### Aim of the exercise
Without the pictures, repeat the listing character for character.
---
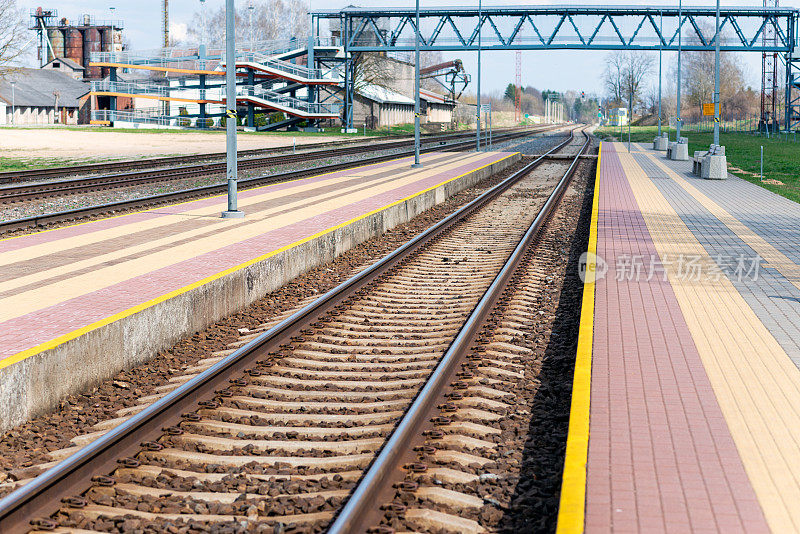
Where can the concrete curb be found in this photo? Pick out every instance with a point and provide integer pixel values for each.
(36, 384)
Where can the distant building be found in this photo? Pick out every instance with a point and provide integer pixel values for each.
(67, 66)
(44, 96)
(379, 107)
(392, 102)
(618, 117)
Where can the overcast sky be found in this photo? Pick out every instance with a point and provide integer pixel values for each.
(559, 70)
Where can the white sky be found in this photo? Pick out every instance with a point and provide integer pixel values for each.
(559, 70)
---
### Response below
Where can the concrete curb be found in this photo? Pick out every instance with a point and provide integer pixel values for each.
(36, 384)
Where can the distant building be found in this photo? Pick out every instance with a point and provide integer pixel values for each.
(67, 66)
(44, 96)
(379, 107)
(392, 102)
(618, 117)
Where can the overcast sky be found in this photo? Pick out every instance with a point and provide integer pixel values for each.
(559, 70)
Where can the white sky be found in this photo? Pick out every instance with a point and provide integer pixel values for each.
(559, 70)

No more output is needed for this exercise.